[Dataset entries]
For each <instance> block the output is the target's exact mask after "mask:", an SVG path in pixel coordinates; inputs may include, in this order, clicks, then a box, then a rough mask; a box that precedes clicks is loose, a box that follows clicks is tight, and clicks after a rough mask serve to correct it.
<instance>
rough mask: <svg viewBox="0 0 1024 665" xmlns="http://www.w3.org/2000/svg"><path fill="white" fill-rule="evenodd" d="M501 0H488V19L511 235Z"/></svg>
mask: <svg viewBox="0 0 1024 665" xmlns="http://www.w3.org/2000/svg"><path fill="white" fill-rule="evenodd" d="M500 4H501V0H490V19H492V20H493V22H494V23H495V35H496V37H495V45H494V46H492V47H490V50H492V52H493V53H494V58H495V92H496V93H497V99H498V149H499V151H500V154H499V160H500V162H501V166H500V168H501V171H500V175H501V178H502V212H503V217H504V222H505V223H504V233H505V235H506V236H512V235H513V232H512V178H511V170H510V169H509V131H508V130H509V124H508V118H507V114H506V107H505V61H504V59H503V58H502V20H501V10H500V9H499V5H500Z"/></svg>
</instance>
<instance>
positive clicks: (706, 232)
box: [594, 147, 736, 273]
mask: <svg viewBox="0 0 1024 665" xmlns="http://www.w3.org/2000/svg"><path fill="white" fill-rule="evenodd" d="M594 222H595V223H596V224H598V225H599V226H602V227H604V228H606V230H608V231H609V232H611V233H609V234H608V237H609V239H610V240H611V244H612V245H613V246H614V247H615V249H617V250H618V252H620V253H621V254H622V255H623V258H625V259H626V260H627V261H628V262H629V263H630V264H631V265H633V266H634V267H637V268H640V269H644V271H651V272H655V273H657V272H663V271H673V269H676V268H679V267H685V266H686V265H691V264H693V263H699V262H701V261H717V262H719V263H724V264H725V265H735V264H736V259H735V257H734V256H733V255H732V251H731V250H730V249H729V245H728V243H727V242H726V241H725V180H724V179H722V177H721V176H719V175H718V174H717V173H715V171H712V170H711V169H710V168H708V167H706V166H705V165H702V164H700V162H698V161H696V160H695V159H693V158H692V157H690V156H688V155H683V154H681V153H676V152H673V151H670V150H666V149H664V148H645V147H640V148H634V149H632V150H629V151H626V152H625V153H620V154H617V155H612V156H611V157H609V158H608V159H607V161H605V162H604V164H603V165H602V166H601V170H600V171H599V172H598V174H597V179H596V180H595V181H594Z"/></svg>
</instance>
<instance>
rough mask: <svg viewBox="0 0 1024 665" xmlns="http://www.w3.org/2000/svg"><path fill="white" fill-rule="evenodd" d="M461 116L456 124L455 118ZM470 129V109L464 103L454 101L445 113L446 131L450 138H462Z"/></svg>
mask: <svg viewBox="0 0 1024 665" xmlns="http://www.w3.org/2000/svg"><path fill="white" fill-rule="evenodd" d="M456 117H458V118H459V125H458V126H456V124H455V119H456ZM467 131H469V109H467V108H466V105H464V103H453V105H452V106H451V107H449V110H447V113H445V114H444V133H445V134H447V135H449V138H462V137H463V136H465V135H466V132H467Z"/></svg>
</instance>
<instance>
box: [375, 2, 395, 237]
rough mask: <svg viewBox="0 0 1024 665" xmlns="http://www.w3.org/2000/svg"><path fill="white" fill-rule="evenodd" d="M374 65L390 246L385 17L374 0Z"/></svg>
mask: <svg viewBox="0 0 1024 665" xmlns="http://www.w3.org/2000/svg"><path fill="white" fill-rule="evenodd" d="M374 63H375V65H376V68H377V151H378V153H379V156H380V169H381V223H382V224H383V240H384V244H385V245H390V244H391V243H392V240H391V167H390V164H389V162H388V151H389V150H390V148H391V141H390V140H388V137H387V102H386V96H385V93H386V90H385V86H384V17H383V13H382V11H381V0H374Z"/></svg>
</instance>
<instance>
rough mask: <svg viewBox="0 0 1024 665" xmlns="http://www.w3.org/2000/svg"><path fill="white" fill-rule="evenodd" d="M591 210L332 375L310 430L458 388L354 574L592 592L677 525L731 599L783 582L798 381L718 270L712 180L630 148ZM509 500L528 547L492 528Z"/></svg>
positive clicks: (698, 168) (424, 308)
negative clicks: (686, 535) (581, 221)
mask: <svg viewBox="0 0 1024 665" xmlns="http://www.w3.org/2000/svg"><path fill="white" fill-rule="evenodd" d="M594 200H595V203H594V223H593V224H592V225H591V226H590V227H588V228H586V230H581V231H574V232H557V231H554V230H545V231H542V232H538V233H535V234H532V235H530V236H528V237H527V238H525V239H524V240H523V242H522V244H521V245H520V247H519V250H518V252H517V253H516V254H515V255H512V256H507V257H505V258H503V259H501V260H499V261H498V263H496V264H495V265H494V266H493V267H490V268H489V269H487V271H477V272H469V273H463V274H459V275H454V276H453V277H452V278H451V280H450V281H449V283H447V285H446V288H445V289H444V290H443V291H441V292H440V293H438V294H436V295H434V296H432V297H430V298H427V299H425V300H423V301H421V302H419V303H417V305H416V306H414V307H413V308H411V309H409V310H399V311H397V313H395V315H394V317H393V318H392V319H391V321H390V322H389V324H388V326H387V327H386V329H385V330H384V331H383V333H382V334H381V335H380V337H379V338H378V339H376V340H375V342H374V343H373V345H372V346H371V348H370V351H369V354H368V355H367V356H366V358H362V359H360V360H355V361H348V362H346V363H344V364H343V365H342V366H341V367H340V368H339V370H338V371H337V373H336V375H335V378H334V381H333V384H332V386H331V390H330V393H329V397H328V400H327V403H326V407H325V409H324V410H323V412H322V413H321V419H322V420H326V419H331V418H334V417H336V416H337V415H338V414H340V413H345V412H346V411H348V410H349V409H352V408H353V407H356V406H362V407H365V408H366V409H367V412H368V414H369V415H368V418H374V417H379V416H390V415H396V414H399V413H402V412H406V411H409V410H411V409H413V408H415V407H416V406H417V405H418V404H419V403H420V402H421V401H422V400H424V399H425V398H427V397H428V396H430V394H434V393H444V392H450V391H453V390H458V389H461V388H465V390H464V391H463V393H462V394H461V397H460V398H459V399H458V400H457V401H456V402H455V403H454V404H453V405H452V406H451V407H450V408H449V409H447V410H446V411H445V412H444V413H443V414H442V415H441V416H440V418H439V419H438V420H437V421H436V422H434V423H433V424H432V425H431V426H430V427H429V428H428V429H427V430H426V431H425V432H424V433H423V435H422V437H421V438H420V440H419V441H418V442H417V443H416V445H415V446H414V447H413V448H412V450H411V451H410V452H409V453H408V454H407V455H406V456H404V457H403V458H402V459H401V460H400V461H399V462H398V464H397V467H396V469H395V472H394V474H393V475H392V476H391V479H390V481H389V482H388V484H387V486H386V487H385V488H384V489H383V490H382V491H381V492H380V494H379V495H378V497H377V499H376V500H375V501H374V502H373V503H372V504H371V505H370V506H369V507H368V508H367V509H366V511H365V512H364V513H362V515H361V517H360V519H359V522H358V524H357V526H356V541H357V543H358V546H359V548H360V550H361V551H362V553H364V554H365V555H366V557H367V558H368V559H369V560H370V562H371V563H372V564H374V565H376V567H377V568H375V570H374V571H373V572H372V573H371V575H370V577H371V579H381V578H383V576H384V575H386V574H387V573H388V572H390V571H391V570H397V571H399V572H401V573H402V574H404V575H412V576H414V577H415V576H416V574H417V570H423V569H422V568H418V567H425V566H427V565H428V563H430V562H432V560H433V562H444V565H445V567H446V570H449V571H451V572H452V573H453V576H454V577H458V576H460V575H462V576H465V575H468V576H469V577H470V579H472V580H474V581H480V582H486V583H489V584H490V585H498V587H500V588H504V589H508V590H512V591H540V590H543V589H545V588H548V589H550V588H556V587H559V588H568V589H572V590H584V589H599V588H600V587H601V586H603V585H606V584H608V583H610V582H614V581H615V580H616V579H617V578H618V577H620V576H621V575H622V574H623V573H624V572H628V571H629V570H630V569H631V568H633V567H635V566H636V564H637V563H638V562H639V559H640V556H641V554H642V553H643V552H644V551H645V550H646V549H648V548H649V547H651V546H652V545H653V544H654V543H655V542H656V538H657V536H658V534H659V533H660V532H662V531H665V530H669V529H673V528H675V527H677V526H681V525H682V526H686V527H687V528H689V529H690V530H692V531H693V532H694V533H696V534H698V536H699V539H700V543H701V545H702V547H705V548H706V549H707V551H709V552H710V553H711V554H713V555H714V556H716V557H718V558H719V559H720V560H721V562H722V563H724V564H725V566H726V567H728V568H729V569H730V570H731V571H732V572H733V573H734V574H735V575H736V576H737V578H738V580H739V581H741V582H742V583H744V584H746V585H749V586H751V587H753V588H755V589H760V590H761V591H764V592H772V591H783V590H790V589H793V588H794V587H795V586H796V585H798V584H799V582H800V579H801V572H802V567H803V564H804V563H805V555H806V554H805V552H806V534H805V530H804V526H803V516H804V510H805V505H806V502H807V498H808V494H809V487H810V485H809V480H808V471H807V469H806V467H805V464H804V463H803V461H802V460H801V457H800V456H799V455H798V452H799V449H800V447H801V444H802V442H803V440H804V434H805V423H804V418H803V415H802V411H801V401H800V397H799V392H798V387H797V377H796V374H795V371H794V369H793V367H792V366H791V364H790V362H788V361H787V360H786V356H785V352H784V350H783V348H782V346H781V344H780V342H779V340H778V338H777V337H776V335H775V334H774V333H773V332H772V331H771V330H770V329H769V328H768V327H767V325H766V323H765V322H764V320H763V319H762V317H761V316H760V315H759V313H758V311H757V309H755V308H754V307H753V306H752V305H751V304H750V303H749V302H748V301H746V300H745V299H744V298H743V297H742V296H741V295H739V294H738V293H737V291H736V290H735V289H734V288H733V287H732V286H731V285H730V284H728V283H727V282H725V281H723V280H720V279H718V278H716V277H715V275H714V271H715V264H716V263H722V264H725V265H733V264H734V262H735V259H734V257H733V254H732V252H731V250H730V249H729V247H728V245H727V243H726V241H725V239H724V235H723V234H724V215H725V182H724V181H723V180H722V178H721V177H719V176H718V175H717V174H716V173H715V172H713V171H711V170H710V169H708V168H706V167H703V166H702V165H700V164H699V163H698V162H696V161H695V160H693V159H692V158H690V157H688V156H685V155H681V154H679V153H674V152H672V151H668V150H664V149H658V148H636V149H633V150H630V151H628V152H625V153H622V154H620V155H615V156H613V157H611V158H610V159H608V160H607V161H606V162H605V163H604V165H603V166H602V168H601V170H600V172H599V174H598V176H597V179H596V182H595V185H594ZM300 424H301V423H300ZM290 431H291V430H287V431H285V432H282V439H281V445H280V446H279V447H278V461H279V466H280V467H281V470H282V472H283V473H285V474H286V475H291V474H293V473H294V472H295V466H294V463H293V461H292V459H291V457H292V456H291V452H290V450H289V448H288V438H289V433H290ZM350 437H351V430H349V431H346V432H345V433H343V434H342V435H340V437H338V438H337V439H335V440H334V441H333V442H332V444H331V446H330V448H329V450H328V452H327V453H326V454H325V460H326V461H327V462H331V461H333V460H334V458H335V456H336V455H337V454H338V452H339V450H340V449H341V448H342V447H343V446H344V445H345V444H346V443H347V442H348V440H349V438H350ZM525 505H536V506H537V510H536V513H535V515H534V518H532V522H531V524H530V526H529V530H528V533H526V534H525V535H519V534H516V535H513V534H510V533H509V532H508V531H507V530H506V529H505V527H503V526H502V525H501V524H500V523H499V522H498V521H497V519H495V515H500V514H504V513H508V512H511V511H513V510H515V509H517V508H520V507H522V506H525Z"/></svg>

- _Goal of the exercise_
Lines from the top of the entries above to the line that contains "positive clicks: (706, 232)" should be set down exactly, please, with both ends kept and nothing added.

- _Output_
For each <instance> block the output is the target's exact mask after "mask:", an SVG path in pixel coordinates; inputs may include, in this order, clicks, then a box, then a rough mask; a box that precedes clicks is loose, a box that follows clicks is tight, and clicks after a rough mask serve to correct it.
<instance>
rough mask: <svg viewBox="0 0 1024 665" xmlns="http://www.w3.org/2000/svg"><path fill="white" fill-rule="evenodd" d="M501 0H488V19L511 235Z"/></svg>
mask: <svg viewBox="0 0 1024 665" xmlns="http://www.w3.org/2000/svg"><path fill="white" fill-rule="evenodd" d="M500 4H501V0H490V19H492V20H493V22H494V23H495V35H496V37H495V45H494V46H492V47H490V50H492V52H493V53H494V58H495V92H496V93H497V99H498V149H499V151H500V154H499V160H500V162H501V166H500V168H501V171H500V175H501V178H502V212H503V217H504V222H505V223H504V233H505V235H506V236H512V235H513V232H512V178H511V170H510V169H509V131H508V130H509V124H508V118H507V114H506V107H505V61H504V59H503V58H502V20H501V10H500V9H499V5H500Z"/></svg>
</instance>
<instance>
positive clicks: (706, 232)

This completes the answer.